**CHALLENGES:**
**1.** Revise the Utah blog post from "Last weekend, I" to "get any better?", replacing "Salt Lake City" with "Park City".
**2.** Please continue the Utah blog post from its last sentence onward.

**PROVIDED PASSAGE:**

--- begin ---

Friday, September 24, 2010

Must the Desert Be So Dry?

by John Gilstrap

Last weekend, I had the honor of teaching a couple of workshops and delivering the lunchtime keynote address to the League of Utah Writers meeting in Salt Lake City.  It was a terrific conference, I met a lot of great people, and the Wasatch Mountains make for a delightful backdrop.  As a special bonus, I finished the manuscript for Threat Warning (the next Jonathan Grave novel) while I was there.  Can it get any better?

Actually, yes, it can.  I had been to Utah before, but I didn't remember it being so dry.  Oh, I remember the desert; I just didn't remember that alcohol was considered a controlled substance.  The full realization didn't hit me until I attended the Friday night pre-dinner social hour in the lobby and saw that they were serving water.  Really, water.  Not tea, not soda.  Water.  And it smelled kind of bad.

--- end ---

**RAW DATA:**
--- begin ---

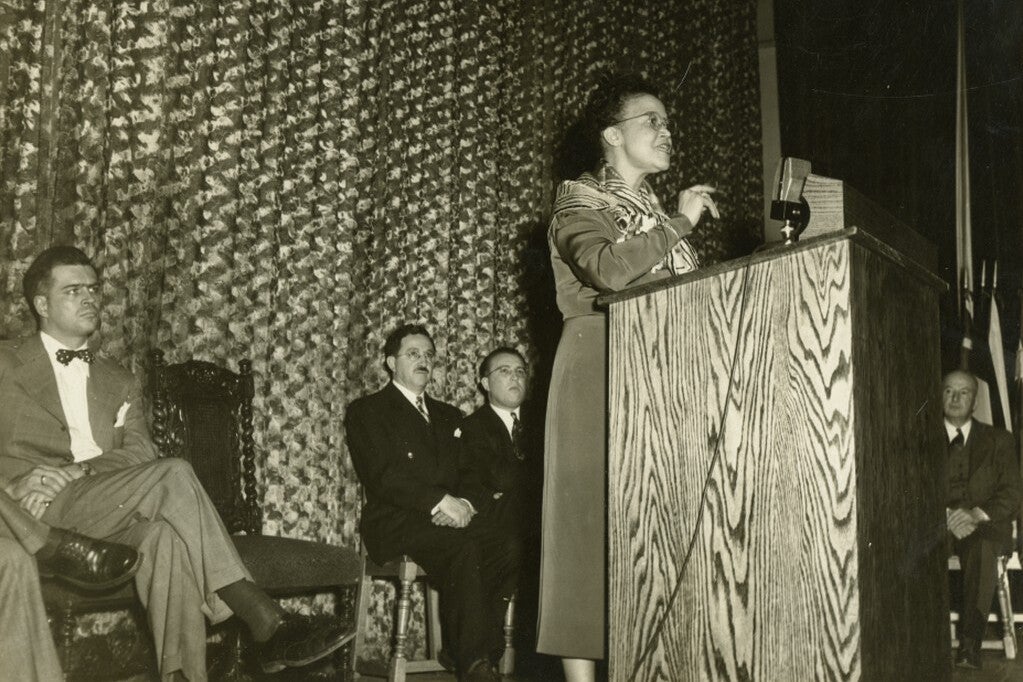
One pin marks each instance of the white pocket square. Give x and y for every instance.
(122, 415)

--- end ---
--- begin ---

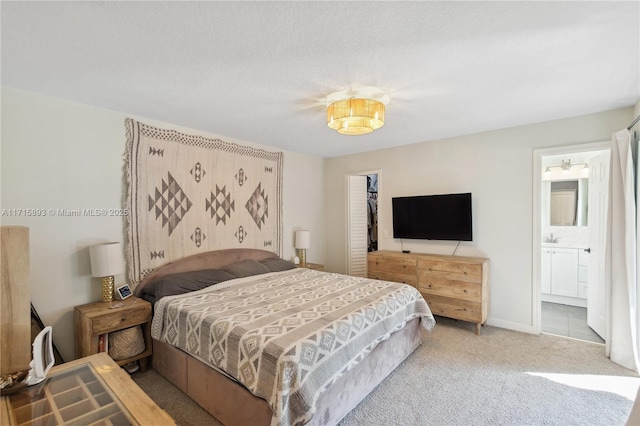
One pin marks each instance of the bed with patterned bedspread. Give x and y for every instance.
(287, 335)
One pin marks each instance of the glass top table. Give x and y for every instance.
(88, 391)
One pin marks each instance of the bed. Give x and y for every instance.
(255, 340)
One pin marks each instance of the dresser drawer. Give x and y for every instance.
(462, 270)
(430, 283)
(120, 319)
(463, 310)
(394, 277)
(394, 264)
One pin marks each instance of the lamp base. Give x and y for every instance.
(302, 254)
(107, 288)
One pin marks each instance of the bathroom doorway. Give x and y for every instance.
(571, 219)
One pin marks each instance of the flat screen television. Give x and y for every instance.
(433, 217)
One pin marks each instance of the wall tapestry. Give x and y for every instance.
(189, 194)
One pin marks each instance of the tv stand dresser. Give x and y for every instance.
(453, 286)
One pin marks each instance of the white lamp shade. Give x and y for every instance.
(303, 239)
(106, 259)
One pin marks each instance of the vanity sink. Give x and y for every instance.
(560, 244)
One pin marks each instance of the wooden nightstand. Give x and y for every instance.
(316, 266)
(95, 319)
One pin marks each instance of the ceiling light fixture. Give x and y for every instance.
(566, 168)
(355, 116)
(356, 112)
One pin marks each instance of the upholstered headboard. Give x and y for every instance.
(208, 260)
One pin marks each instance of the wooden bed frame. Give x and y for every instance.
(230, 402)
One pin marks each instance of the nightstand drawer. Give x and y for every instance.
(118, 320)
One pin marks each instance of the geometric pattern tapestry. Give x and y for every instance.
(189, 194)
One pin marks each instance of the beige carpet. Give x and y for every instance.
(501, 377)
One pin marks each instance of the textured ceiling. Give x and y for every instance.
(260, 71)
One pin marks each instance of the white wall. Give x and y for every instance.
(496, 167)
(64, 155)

--- end ---

**WRITTEN RESPONSES:**
**1.**
Last weekend, I had the honor of teaching a couple of workshops and delivering the lunchtime keynote address to the League of Utah Writers meeting in Park City.  It was a terrific conference, I met a lot of great people, and the Wasatch Mountains make for a delightful backdrop.  As a special bonus, I finished the manuscript for Threat Warning (the next Jonathan Grave novel) while I was there.  Can it get any better?

**2.**
Well, it's a small conference, I told myself.  Surely there'd be wine with dinner, if only through a cash bar.  They were serving beef tenderloin, after all, and nothing augments the flavor of a nice cut of beef like a good red wine.  Wrong.  In fact, the drink of choice during dinner was . . . wait for it . . . pink lemonade.  I'm not big on lemonade in general, and pinkness somehow makes it worse.  I stuck with the water.  I was tempted to ask for an olive to put in my water glass just so I could pretend, but I ultimately lost my nerve.

I understand that certain religious groups eschew alcohol, and I suppose that if the reception and dinner were held in a church meeting hall, I would have anticipated that there'd be no alcohol served; but this was at a hotel.  It never occurred to me that the Volstead Act still applied in Utah.  Given that I was flying in from Washington, DC, I'm a little shocked that no one thought to mention this one peccadillo of the Utah landscape.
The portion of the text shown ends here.